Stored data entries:

================================

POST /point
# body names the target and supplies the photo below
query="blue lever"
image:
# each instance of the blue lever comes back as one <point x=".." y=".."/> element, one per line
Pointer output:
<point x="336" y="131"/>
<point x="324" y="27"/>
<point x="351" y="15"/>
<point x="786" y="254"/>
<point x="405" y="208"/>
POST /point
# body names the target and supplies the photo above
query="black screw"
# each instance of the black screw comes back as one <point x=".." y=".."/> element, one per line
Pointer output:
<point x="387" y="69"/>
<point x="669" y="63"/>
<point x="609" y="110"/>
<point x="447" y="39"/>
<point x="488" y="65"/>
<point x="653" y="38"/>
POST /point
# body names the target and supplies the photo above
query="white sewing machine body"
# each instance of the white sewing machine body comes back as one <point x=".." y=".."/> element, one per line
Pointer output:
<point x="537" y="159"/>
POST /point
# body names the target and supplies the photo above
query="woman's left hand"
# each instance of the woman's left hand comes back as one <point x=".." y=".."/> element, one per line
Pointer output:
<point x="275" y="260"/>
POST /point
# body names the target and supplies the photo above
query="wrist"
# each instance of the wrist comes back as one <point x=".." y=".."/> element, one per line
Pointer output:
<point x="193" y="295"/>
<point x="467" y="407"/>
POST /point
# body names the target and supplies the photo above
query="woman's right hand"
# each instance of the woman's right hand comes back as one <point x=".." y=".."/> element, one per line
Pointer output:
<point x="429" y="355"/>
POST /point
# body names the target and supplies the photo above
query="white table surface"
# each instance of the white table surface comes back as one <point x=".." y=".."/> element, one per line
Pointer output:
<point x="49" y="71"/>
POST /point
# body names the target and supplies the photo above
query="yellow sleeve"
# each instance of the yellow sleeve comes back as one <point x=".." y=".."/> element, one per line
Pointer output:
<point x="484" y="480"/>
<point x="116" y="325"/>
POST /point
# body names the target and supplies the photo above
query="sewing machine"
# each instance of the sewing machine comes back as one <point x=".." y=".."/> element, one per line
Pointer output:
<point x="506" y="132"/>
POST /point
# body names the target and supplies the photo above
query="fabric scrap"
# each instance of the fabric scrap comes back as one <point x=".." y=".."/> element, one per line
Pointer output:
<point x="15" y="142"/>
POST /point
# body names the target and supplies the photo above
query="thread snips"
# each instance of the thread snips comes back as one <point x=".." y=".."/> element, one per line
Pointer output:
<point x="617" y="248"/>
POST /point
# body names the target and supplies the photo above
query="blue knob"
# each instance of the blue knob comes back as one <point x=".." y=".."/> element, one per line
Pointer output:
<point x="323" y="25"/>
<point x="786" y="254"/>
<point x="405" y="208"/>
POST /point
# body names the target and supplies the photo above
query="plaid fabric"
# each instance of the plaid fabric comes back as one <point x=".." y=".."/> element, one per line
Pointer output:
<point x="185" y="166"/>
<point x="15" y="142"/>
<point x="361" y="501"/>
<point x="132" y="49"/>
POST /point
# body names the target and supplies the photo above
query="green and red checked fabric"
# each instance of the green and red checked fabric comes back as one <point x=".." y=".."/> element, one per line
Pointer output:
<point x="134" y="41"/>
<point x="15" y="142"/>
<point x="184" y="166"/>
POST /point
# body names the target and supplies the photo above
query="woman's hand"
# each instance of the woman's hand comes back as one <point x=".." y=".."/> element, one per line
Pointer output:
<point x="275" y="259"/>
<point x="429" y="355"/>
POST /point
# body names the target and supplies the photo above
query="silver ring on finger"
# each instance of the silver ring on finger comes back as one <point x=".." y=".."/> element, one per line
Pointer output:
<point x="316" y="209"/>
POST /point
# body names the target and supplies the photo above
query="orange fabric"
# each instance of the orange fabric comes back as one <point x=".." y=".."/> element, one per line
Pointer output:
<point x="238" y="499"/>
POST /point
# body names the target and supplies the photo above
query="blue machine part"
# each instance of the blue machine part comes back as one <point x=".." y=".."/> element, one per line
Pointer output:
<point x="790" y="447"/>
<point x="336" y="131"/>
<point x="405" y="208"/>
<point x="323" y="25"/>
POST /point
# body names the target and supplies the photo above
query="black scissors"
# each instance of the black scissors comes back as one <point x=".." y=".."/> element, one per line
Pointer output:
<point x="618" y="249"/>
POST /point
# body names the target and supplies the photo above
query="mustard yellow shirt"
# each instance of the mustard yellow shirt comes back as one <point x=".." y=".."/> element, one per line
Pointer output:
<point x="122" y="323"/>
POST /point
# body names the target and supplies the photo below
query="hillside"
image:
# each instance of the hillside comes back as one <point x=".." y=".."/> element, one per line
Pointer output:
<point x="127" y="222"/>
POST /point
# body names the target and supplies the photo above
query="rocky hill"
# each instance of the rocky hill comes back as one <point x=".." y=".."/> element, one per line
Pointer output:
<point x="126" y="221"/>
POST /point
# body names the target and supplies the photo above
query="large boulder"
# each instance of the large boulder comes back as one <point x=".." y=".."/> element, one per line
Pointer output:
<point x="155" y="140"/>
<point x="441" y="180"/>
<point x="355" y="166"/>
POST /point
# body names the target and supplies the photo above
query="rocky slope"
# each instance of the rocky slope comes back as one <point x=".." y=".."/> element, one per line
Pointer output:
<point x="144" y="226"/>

================================

A verbatim copy of every entry is needed.

Solution to this task:
POST /point
# body names the target and supplies the photo below
query="blue lever"
image:
# each instance of the blue lever comes back as one <point x=".." y=".."/> element, one per line
Pointer output:
<point x="336" y="131"/>
<point x="324" y="27"/>
<point x="351" y="15"/>
<point x="786" y="254"/>
<point x="405" y="208"/>
POST /point
# body names the target and supplies the photo above
query="black screw"
# each instance of the black screw comes back as one <point x=".." y=".."/> element, one per line
Pointer output:
<point x="387" y="69"/>
<point x="669" y="63"/>
<point x="609" y="110"/>
<point x="447" y="39"/>
<point x="488" y="65"/>
<point x="653" y="38"/>
POST /point
# body names the target and supplies the photo above
query="white sewing machine body"
# each instance of the white sewing machine body comes back as one <point x=".." y=".."/> element, one per line
Pointer output:
<point x="537" y="159"/>
POST /point
# body names the target and supplies the photo above
query="woman's left hand"
# each instance of the woman's left hand comes back as one <point x=".." y=".."/> element, one per line
Pointer output:
<point x="275" y="260"/>
POST /point
# body names the target and supplies the photo above
query="wrist"
# each instance of the wrist comes back as one <point x=".." y=".."/> element, one per line
Pointer output:
<point x="193" y="295"/>
<point x="467" y="407"/>
POST /point
# body names the target and supplies the photo above
query="woman's right hand"
# each instance of the woman's right hand comes back as one <point x=".." y=".."/> element, one per line
Pointer output:
<point x="429" y="355"/>
POST /point
# body names the target and supplies the photo above
query="white table surface"
# each instance of the white table surface comes back as one <point x=".." y=".."/> element, one per line
Pointer output:
<point x="49" y="71"/>
POST /point
# body names the target and supplies the photo above
query="yellow sleeve"
# each instance of the yellow sleeve comes back as one <point x=".." y=".."/> element, one per line
Pointer output:
<point x="484" y="480"/>
<point x="116" y="325"/>
POST /point
# body names the target and supplies the photo above
query="sewing machine"
# each instance of the sewing machine comes back as one <point x=".." y=".."/> element, one per line
Pointer output:
<point x="506" y="132"/>
POST /point
# body names the target and supplies the photo above
query="fabric scrap"
# each instance of the fabric scrap comes back as one <point x=".." y=".."/> element, one per line
Pointer output:
<point x="15" y="142"/>
POST /point
# body names the target and supplies the photo above
query="thread snips"
# each instance of the thread snips comes back as one <point x=".." y=".."/> element, one per line
Pointer output:
<point x="617" y="248"/>
POST /point
# body names the target and supplies the photo above
query="blue knob"
# each instance of the blue knob comes back as one <point x=".." y=".."/> element, one per line
Pointer output:
<point x="323" y="25"/>
<point x="786" y="254"/>
<point x="405" y="208"/>
POST /point
# body names the target and supplies the photo above
query="plaid fabric"
# each instance of the plaid fabric comes back as one <point x=".." y=".."/> element, one per line
Pointer output:
<point x="185" y="166"/>
<point x="15" y="142"/>
<point x="361" y="501"/>
<point x="132" y="49"/>
POST /point
# body names the target and supplies the photo above
query="green and red checked fabric"
# each instance of the green and red checked fabric comes back as one <point x=".." y=".."/> element, one per line
Pointer output:
<point x="134" y="41"/>
<point x="15" y="142"/>
<point x="184" y="166"/>
POST /point
# body names the target and supplies the photo above
query="woman's hand"
# each instance of the woman's hand comes back as one <point x=".." y=".."/> element, one per line
Pointer output:
<point x="275" y="259"/>
<point x="429" y="355"/>
POST /point
# body names the target and supplies the photo above
query="silver ring on finger"
# each instance of the silver ring on finger comes back as one <point x=".." y=".."/> element, one per line
Pointer output:
<point x="316" y="209"/>
POST /point
# body names the target and supplies the photo above
query="orange fabric"
# each instance of the orange fabric comes back as one <point x=".." y=".."/> element, one per line
Pointer output:
<point x="238" y="499"/>
POST /point
# body names the target and supplies the photo above
query="blue machine part"
# each instance of the blue machine part comes back as one <point x=".." y=".."/> element, one per line
Pointer output:
<point x="790" y="447"/>
<point x="336" y="131"/>
<point x="405" y="208"/>
<point x="323" y="25"/>
POST /point
# body names the target and supplies the photo above
query="black scissors"
# each instance of the black scissors comes back as one <point x=".." y=".."/> element, one per line
Pointer output:
<point x="618" y="249"/>
POST /point
# body names the target and supplies the photo above
query="mustard yellow shirt"
# each instance of the mustard yellow shirt comes back as one <point x=".." y=".."/> element, one per line
Pointer output:
<point x="122" y="323"/>
POST /point
# body names the target and supplies the photo below
query="hillside"
image:
# each instance of the hillside comes back as one <point x=".." y=".."/> element, one per line
Pointer output:
<point x="127" y="222"/>
POST /point
# body names the target and supplies the photo above
query="rocky hill"
# each instance of the rocky hill comes back as one <point x=".." y=".."/> element, one per line
Pointer output:
<point x="126" y="221"/>
POST /point
# body names the target and supplies the photo above
query="large boulder"
# each instance of the large boulder comes back as one <point x=".." y=".."/> element, one per line
Pointer output:
<point x="155" y="140"/>
<point x="441" y="180"/>
<point x="355" y="166"/>
POST /point
# body names the target and supplies the photo above
query="rocky slope"
# each instance of the rocky slope comes back as one <point x=".." y=".."/> element, one per line
Pointer output:
<point x="144" y="226"/>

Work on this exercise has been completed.